§ **Instructions for the task**
Across the entries below, please work out how many lines contain the string "rough" and give only the number.

§ **Data for analysis**
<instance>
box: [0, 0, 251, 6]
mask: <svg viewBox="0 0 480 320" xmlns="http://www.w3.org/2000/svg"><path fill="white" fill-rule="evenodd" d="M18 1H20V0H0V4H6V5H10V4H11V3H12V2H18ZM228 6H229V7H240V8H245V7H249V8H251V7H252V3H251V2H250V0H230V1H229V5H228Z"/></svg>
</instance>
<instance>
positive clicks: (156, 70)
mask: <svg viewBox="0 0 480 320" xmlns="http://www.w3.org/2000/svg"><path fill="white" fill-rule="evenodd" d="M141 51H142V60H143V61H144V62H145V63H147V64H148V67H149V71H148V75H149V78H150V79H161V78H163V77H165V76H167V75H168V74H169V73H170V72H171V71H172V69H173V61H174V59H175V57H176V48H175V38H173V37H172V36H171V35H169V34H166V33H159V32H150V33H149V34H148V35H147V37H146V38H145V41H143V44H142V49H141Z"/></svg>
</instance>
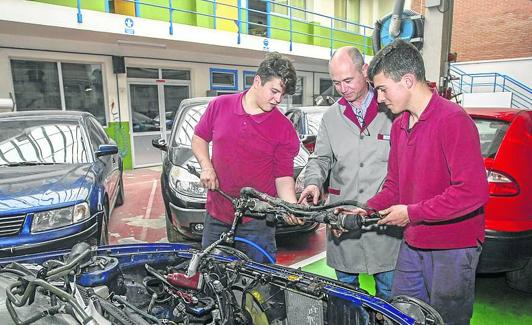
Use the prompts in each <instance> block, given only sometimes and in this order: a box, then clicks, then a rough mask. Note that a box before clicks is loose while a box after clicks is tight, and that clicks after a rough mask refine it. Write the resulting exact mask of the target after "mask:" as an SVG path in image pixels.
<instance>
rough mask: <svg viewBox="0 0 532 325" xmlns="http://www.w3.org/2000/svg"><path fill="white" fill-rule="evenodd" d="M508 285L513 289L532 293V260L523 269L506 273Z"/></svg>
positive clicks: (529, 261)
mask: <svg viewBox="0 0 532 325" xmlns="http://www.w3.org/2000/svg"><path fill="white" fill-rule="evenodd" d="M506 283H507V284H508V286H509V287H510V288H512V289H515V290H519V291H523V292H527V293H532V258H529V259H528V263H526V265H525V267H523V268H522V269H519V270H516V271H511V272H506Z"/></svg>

§ **Answer to the exercise**
2